= REQUIRED WORK =
Write the data below out again, exactly as each line reads.

= INFORMATION PROVIDED =
*** Block opens ***

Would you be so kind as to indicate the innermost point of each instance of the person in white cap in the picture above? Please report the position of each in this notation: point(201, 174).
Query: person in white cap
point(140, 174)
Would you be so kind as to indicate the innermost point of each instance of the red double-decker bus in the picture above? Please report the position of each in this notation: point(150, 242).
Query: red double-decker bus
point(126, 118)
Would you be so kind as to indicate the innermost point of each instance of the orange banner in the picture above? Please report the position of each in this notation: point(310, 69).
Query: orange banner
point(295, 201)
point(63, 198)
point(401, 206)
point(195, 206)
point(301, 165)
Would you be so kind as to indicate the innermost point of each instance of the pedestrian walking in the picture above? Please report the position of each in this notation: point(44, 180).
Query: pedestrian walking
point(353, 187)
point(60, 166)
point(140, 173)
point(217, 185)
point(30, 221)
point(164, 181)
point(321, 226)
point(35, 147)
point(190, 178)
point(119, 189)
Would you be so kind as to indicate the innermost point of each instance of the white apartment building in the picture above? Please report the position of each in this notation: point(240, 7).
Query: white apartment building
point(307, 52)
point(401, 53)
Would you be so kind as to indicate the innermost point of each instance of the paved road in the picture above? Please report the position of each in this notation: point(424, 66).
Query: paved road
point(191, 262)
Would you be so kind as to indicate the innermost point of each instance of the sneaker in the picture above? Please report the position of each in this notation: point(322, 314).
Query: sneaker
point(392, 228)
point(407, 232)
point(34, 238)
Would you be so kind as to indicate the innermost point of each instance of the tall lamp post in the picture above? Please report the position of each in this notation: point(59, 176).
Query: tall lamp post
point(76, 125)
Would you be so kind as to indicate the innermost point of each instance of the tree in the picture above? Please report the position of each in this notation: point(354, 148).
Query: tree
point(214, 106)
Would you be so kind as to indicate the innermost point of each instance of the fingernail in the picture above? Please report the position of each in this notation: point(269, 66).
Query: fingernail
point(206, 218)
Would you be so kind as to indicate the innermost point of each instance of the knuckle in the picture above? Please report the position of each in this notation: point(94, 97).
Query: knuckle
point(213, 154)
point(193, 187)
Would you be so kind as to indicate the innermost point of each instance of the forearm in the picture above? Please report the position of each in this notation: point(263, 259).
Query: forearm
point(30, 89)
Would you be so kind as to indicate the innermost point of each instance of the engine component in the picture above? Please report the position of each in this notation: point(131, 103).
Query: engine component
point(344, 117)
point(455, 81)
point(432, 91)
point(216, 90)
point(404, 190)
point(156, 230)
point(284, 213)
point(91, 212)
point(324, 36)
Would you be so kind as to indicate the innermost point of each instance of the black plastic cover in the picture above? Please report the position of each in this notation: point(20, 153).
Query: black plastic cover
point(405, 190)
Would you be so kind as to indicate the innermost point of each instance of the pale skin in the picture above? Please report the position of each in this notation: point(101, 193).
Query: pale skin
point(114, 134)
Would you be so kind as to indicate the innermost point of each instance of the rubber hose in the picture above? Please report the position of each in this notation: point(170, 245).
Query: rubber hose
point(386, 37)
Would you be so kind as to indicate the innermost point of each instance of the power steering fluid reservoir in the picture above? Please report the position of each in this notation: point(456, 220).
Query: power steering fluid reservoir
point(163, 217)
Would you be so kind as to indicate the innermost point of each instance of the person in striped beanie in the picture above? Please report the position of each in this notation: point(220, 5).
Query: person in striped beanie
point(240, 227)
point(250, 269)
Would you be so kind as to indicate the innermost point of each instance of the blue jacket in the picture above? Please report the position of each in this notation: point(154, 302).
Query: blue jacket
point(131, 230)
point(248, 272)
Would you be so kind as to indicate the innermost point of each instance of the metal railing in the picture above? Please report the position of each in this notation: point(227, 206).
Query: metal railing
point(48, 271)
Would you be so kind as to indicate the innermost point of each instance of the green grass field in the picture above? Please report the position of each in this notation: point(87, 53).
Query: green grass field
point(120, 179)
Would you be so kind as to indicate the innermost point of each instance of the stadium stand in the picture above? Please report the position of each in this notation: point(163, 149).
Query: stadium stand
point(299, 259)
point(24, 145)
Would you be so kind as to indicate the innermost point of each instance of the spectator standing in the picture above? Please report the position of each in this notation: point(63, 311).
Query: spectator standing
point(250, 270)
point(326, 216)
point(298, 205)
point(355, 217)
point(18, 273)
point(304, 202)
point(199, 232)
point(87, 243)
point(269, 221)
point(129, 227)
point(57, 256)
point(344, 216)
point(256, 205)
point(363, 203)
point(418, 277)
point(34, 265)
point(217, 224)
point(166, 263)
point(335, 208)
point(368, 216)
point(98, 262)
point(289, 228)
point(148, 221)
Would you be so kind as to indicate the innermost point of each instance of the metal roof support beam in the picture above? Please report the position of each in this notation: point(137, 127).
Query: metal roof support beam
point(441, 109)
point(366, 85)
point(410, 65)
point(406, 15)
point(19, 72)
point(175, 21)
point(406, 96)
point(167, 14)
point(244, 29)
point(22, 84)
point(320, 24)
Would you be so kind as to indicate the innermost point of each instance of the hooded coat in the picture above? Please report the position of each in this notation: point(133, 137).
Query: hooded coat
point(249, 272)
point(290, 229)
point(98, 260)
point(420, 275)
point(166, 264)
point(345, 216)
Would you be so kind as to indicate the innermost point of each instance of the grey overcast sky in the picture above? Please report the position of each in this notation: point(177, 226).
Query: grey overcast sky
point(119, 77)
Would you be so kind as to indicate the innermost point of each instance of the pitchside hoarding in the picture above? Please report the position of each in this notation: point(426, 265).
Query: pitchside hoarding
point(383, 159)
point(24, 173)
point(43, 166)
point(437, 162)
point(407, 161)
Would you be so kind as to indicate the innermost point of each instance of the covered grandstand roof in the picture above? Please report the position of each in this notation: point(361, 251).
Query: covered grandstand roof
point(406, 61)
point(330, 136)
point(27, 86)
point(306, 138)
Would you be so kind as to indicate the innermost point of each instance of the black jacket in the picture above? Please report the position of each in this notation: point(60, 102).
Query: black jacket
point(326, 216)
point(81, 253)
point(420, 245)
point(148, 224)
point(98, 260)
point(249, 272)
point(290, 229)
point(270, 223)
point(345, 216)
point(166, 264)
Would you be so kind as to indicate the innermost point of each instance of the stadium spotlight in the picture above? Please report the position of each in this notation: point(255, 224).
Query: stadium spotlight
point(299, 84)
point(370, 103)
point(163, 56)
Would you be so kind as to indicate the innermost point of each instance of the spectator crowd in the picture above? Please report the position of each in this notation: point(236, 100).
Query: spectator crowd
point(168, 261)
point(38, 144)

*** Block closes ***

= ANSWER =
Would you be so kind as to indicate the innermost point of each instance of the person in white cap in the picture above? Please report the position of each in this notation: point(201, 174).
Query: person in white cap
point(140, 174)
Would you be so kind as to indicate the innermost point of each instance of the red double-decker bus in the picture above? Please report the position of each in this notation: point(150, 242).
Query: red double-decker bus
point(126, 118)
Would you be so kind as to indicate the innermost point of each instance of the orange banner in the picture above? Please report the position of each in this notation: point(310, 69).
Query: orange banner
point(295, 201)
point(63, 198)
point(401, 206)
point(195, 206)
point(301, 165)
Would you be so kind as to indicate the innermost point of each instance of the pedestrian walking in the picture above? Please report the position of each in this notation: point(44, 180).
Query: pedestrian walking
point(353, 187)
point(60, 166)
point(140, 173)
point(217, 185)
point(30, 221)
point(164, 181)
point(321, 226)
point(35, 147)
point(190, 178)
point(119, 189)
Would you be so kind as to indicate the innermost point of each instance of the white apartment building in the picture above? Please report the position of each in this notation: point(240, 7).
Query: white apartment building
point(307, 52)
point(401, 53)
Would you be so kind as to indicate the innermost point of each instance of the paved road in the picture above? Please report the position of each in this notation: point(424, 66).
Query: paved road
point(191, 262)
Would you be so kind as to indicate the innermost point of each instance of the sneaker in the picture above? Please report the position of each in this notation: point(322, 314).
Query: sneaker
point(392, 228)
point(407, 232)
point(34, 238)
Would you be so kind as to indicate the innermost point of each instance of the tall lamp post in the picture above? Please report the position of each in this notation: point(59, 176).
Query: tall lamp post
point(76, 125)
Would you be so kind as to indicate the innermost point of each instance of the tree in the picture above? Please report the position of each in this notation: point(354, 148).
Query: tree
point(214, 106)
Would you be so kind as to indicate the innermost point of each instance of the fingernail in the picture above? Please report the position of each in this notation: point(269, 66).
Query: fingernail
point(206, 218)
Would you be so kind as to indicate the innermost point of each instance of the knuckle in the picture above? Please report the position of each in this notation: point(94, 97).
Query: knuckle
point(213, 154)
point(193, 187)
Would you be so kind as to indicate the innermost point of each instance of the forearm in the picture above? Please report the position of each in this notation: point(263, 259).
Query: forearm
point(30, 89)
Would you be so kind as to indicate the innermost point of each instance of the engine component in the picture above? Please report the position of each in this notation: point(131, 103).
Query: engine component
point(344, 117)
point(455, 81)
point(432, 91)
point(216, 90)
point(404, 190)
point(156, 230)
point(284, 213)
point(91, 212)
point(324, 36)
Would you be so kind as to indicate the innermost point of each instance of the black plastic cover in the picture above? Please report the position of each in this notation: point(20, 153).
Query: black plastic cover
point(405, 190)
Would you be so kind as to indicate the innermost point of each instance of the pale skin in the picture above? Please report the position of each in this notation: point(101, 193).
Query: pale skin
point(114, 134)
Would you be so kind as to indicate the innermost point of each instance of the rubber hose in the picture above? Please report the position of each in this notation: point(170, 245).
Query: rubber hose
point(386, 37)
Would you be so kind as to indicate the innermost point of each instance of the power steering fluid reservoir in the picture above? Please report the position of each in this notation: point(456, 220).
Query: power steering fluid reservoir
point(163, 217)
Would you be so kind as to indicate the innermost point of each instance of the person in striped beanie in the picture above? Please report the position of each in this notation: point(220, 5).
Query: person in striped beanie
point(240, 227)
point(250, 269)
Would you be so kind as to indicate the innermost point of each instance of the blue jacket in the picture above? Please report the position of each in this notation: point(154, 302).
Query: blue jacket
point(131, 230)
point(248, 272)
Would you be so kind as to indicate the innermost point of each instance of the metal railing in the picture above? Please report the position of each in this notation: point(227, 206).
Query: metal railing
point(48, 271)
Would you be so kind as to indicate the innermost point of each instance of the green grass field in the picture above? Please report the position of each in this notation: point(87, 53).
Query: green grass field
point(120, 179)
Would you be so kind as to indicate the innermost point of each instance of the stadium stand in the picture above? Please report the position of each in this notation: point(163, 149).
Query: stadium stand
point(299, 259)
point(24, 145)
Would you be so kind as to indicate the innermost point of each instance of the spectator standing in the picture above? Please report the position of each in this notation: point(63, 311).
Query: spectator standing
point(250, 270)
point(326, 216)
point(298, 205)
point(355, 217)
point(18, 273)
point(304, 202)
point(199, 232)
point(87, 243)
point(269, 221)
point(129, 227)
point(57, 256)
point(344, 216)
point(256, 205)
point(363, 203)
point(418, 277)
point(34, 265)
point(217, 224)
point(166, 263)
point(335, 208)
point(368, 216)
point(98, 262)
point(289, 228)
point(148, 221)
Would you be so kind as to indicate the innermost point of each instance of the metal roof support beam in the picture above? Please report the position of each in this notation: point(137, 127).
Query: metal roof support beam
point(441, 109)
point(366, 85)
point(410, 65)
point(406, 15)
point(19, 72)
point(175, 21)
point(406, 96)
point(167, 14)
point(244, 29)
point(22, 84)
point(320, 24)
Would you be so kind as to indicate the innermost point of each instance of the hooded coat in the picture above? Please report the position of each in this notation: point(133, 137).
Query: hooded coat
point(249, 272)
point(290, 229)
point(98, 260)
point(420, 275)
point(166, 264)
point(345, 216)
Would you be so kind as to indicate the innermost point of each instance of the grey overcast sky in the picture above? Please report the position of each in this notation: point(177, 226).
Query: grey overcast sky
point(119, 77)
Would you be so kind as to indicate the innermost point of each instance of the pitchside hoarding in the picture above? Please report the position of each in this notation: point(426, 265).
Query: pitchside hoarding
point(383, 159)
point(24, 173)
point(43, 166)
point(437, 162)
point(407, 161)
Would you be so kind as to indicate the innermost point of each instance of the covered grandstand roof in the picture above? Please report the position of each in this notation: point(361, 251).
Query: covered grandstand roof
point(406, 61)
point(330, 136)
point(27, 86)
point(306, 138)
Would you be so kind as to indicate the innermost point of each instance of the black jacket in the picture above? Please report the position of each in this notation: point(60, 102).
Query: black jacket
point(326, 216)
point(81, 253)
point(420, 245)
point(148, 224)
point(98, 260)
point(249, 272)
point(290, 229)
point(270, 223)
point(345, 216)
point(166, 264)
Would you be so kind as to indicate the innermost point of each instance of the stadium spotlight in the picture above? Please report the position of each in this notation: point(255, 224).
Query: stadium spotlight
point(299, 84)
point(370, 103)
point(163, 56)
Would you be so kind as to indicate the innermost point of each instance of the spectator crowd in the picture above? Please report the position of each in this notation: point(236, 100).
Query: spectator crowd
point(168, 261)
point(38, 144)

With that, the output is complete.